» **PROBLEM REQUIREMENTS**: Using the listing below, please gather every line containing the word "laptop".

──────────────────────────────

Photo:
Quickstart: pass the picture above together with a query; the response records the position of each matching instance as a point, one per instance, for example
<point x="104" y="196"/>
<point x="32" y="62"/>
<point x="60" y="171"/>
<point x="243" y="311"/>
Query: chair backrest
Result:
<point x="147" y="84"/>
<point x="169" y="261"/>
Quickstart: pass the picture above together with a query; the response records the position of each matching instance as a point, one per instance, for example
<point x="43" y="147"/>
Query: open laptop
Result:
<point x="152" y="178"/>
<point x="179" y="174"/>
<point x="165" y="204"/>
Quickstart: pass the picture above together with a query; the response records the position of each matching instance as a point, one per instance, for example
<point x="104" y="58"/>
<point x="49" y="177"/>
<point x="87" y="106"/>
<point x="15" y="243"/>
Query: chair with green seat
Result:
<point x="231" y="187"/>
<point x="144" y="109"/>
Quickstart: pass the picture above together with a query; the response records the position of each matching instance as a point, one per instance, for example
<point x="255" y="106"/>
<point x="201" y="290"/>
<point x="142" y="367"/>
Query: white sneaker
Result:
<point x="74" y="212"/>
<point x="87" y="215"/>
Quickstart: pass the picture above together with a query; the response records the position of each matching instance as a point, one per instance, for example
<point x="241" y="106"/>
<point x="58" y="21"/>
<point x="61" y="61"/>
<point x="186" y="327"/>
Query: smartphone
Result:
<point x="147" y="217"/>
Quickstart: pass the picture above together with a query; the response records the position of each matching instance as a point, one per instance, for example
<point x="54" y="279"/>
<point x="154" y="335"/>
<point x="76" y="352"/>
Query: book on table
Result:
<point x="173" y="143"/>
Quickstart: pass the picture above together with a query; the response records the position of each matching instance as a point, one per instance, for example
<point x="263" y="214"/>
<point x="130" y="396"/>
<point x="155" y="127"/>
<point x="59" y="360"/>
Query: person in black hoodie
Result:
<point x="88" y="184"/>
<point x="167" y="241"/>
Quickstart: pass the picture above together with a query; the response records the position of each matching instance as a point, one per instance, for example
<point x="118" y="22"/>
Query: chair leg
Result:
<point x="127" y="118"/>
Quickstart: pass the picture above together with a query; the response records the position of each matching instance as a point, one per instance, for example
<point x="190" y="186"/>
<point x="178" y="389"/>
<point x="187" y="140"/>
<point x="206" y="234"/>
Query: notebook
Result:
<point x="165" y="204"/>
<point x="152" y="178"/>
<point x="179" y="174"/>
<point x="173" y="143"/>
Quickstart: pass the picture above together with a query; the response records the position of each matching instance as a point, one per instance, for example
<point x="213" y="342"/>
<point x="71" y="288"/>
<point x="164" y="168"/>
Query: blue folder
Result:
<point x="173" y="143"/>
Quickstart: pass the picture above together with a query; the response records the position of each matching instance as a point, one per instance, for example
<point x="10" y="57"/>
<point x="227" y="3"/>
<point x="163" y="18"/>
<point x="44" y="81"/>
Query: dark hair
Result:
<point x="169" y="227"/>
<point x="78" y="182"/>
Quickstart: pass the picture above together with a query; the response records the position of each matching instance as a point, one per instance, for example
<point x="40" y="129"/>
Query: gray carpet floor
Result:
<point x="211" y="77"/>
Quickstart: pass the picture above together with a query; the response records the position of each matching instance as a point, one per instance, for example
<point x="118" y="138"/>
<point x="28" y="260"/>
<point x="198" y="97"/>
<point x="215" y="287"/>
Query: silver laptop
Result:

──────────────────────────────

» **RESULT OF THIS EXERCISE**:
Query: open laptop
Query: silver laptop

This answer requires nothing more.